* **Goal of the exercise**: Each line of the data below holding the word "grass" must be copied.
(Beginning of Data to examine)
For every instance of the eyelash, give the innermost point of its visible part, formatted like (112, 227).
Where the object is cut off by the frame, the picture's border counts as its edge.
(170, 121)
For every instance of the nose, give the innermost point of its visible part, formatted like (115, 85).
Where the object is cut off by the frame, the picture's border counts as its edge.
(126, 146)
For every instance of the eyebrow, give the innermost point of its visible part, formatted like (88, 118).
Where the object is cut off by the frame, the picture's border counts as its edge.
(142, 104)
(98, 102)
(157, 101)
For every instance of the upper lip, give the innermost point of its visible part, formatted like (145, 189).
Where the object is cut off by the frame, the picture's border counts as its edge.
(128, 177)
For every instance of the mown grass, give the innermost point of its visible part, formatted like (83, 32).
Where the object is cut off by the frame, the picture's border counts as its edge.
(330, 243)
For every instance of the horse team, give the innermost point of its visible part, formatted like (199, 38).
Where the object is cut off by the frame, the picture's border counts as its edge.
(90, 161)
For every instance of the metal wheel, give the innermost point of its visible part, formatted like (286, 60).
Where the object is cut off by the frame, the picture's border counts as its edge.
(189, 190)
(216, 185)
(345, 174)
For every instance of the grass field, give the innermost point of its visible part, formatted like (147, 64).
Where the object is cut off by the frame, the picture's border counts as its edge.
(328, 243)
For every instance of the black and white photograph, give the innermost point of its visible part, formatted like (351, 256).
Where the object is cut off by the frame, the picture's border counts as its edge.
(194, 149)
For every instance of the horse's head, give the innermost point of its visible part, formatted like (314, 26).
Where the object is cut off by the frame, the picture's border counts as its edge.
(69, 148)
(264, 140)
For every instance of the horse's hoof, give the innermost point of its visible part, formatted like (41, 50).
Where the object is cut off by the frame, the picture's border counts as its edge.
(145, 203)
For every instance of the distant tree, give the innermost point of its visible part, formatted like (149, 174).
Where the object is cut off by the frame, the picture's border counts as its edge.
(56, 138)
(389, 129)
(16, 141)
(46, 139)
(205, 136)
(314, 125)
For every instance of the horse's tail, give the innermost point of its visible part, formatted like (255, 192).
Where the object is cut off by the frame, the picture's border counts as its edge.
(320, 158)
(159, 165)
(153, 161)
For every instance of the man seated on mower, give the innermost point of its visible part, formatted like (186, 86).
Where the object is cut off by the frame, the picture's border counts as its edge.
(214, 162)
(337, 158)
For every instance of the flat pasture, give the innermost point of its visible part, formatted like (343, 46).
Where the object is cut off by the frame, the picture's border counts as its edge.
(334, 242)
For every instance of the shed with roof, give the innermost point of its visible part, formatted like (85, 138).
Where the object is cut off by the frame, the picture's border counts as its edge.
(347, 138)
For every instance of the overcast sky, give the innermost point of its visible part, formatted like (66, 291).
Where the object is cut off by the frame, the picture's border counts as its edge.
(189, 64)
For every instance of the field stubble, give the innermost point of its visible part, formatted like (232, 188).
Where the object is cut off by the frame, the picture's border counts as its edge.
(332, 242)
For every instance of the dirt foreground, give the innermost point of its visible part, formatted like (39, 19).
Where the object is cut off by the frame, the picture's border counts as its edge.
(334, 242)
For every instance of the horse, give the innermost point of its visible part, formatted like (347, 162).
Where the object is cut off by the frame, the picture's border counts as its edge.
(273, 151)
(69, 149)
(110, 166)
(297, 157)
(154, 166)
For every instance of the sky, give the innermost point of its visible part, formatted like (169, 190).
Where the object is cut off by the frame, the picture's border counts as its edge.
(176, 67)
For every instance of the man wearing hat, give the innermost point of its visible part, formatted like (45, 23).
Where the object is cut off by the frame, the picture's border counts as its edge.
(End of Data to examine)
* **Solution below**:
For every instance of the mown grass, give the innermost point of its visible part, formatted like (83, 32).
For every instance of the grass field, give the innermost point of its visible part, formatted like (147, 64).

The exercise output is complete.